* _WHAT YOU HAVE TO DO_
Your job is to set down the listing again exactly as it stands.

(PROVIDED INFORMATION)

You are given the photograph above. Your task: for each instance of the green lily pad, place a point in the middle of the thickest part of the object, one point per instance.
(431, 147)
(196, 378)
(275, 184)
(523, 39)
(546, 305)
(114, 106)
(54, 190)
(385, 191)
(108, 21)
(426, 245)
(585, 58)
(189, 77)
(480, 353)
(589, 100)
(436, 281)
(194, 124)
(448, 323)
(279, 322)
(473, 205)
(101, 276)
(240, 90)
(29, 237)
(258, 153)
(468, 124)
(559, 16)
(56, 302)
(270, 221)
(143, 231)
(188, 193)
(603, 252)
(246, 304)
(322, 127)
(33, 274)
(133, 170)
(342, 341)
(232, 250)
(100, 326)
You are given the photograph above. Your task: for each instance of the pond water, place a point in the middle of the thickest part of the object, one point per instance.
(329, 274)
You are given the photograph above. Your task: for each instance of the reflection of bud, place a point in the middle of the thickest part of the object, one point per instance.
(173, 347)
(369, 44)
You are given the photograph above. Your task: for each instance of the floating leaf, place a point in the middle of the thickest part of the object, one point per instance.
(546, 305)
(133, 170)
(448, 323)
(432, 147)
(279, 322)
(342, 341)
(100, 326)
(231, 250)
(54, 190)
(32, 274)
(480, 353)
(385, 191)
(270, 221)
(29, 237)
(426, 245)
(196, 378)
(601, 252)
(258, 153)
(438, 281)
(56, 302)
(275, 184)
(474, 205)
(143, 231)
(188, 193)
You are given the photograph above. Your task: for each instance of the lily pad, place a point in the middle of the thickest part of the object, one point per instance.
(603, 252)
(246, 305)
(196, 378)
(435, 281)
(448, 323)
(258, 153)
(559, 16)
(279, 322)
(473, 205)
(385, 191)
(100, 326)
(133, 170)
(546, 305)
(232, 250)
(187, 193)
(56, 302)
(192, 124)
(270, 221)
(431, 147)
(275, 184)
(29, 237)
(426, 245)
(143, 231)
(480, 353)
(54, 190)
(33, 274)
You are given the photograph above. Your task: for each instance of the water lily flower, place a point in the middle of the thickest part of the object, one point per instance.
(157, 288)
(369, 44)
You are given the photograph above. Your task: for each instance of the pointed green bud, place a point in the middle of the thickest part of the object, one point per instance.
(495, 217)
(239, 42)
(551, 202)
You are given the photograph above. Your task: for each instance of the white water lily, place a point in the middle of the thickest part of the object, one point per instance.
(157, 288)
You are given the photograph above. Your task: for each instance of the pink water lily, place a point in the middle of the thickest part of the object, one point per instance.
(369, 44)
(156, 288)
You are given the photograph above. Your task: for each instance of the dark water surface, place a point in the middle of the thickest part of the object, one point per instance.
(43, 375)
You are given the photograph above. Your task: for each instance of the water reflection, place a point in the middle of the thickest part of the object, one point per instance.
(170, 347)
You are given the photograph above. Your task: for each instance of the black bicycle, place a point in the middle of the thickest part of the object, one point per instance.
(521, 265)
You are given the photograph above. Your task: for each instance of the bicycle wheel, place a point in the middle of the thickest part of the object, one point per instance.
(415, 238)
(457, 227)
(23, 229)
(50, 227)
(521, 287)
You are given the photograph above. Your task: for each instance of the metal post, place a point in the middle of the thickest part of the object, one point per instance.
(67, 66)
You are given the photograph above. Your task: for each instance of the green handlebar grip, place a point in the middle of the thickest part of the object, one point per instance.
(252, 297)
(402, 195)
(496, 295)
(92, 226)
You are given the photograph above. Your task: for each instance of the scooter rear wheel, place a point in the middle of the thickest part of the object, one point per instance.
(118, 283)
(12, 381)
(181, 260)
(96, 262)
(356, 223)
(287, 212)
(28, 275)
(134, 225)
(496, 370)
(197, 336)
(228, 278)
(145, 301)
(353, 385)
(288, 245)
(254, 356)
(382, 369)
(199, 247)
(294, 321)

(End PROVIDED INFORMATION)

* _REPLY TO THE EXERCISE_
You are given the photograph above. Your task: for each instance of the green lily pad, place a point in the middle of the thickest part of the object, one point per instance.
(431, 147)
(196, 378)
(275, 184)
(523, 39)
(546, 305)
(114, 106)
(54, 190)
(385, 191)
(108, 21)
(426, 245)
(585, 58)
(189, 77)
(480, 353)
(589, 100)
(436, 281)
(194, 124)
(448, 323)
(279, 322)
(473, 205)
(101, 276)
(240, 90)
(29, 237)
(258, 153)
(468, 124)
(559, 16)
(56, 302)
(270, 221)
(143, 231)
(188, 193)
(603, 252)
(246, 304)
(322, 127)
(33, 274)
(133, 170)
(342, 341)
(232, 250)
(100, 326)
You are given the photograph above. Your task: for each instance of the pond water, place a point in the middle of the thickest part of the object, one point per instance.
(329, 274)
You are given the photograph above. Your task: for each instance of the reflection of bud, place a point in the middle of the thickest part of the object, one point per instance.
(173, 347)
(369, 44)
You are given the photograph above. Your task: for each instance of the floating leaf, place a point in the middle of the thickest part of the object, one point per instance.
(546, 305)
(133, 170)
(448, 323)
(432, 147)
(279, 322)
(342, 341)
(100, 326)
(231, 250)
(54, 190)
(32, 274)
(480, 353)
(385, 191)
(270, 221)
(29, 237)
(426, 245)
(196, 378)
(601, 252)
(258, 153)
(438, 281)
(56, 302)
(275, 184)
(474, 205)
(143, 231)
(188, 193)
You are given the photograph above. Your task: for each instance of the lily pad, place a point in the middle of the thickest part of the object, one point per instance.
(603, 252)
(246, 305)
(196, 378)
(435, 281)
(448, 323)
(258, 153)
(559, 16)
(279, 322)
(473, 205)
(385, 191)
(100, 326)
(133, 170)
(546, 305)
(232, 250)
(187, 193)
(56, 302)
(192, 124)
(270, 221)
(431, 147)
(275, 184)
(29, 237)
(426, 245)
(143, 231)
(480, 353)
(54, 190)
(33, 274)
You are given the photograph above. Your task: for each instance of the water lily flower, place a point in the middle of the thickest part of the object, one point per instance.
(157, 288)
(369, 44)
You are given the photograph above. Your task: for each instance of the pointed green bud, place a point in the middle of the thickest part of the object, one point per instance.
(495, 217)
(239, 42)
(551, 202)
You are given the photograph above. Your task: for each instance of the white water lily, place a point in the middle of the thickest part of the object, one point per instance.
(157, 288)
You are given the photograph above. Your task: for each instance of the pink water lily, place a point in the middle of the thickest part of the object, one point per instance.
(369, 44)
(156, 288)
You are given the photograph above. Your task: for each instance of the dark water surface, place a point in the middle of the thickest part of the object, one point per instance.
(43, 375)
You are given the photograph above. Your task: for each instance of the water reflection, place a point in the middle of the thickest part of the object, one point per instance.
(170, 347)
You are given the photograph above. Your task: for each instance of the black bicycle, place a point in the middle of the thickest part of the object, one point per instance.
(521, 265)
You are given the photograph above. Your task: for each instance of the bicycle wheel, place a point in the middle of the thickest part of the object, one point per instance.
(415, 238)
(457, 227)
(23, 229)
(50, 227)
(521, 287)
You are given the photograph above. Your task: for each instance of the metal post, place a point in the middle of the thickest part of the object, one point per instance.
(67, 66)
You are given the photograph above. Your task: for each instance of the green handlebar grip, place a point in the middle of the thickest part of the object, one point per instance.
(252, 297)
(402, 195)
(496, 295)
(92, 226)
You are given the photograph above. Your task: for each instance of the scooter rear wheel, place a point in the middle of the thickest part of the object, one point per instance.
(118, 283)
(12, 381)
(181, 260)
(96, 262)
(356, 223)
(287, 212)
(28, 275)
(134, 225)
(496, 370)
(197, 336)
(228, 278)
(145, 301)
(353, 385)
(288, 245)
(254, 356)
(382, 369)
(199, 247)
(294, 321)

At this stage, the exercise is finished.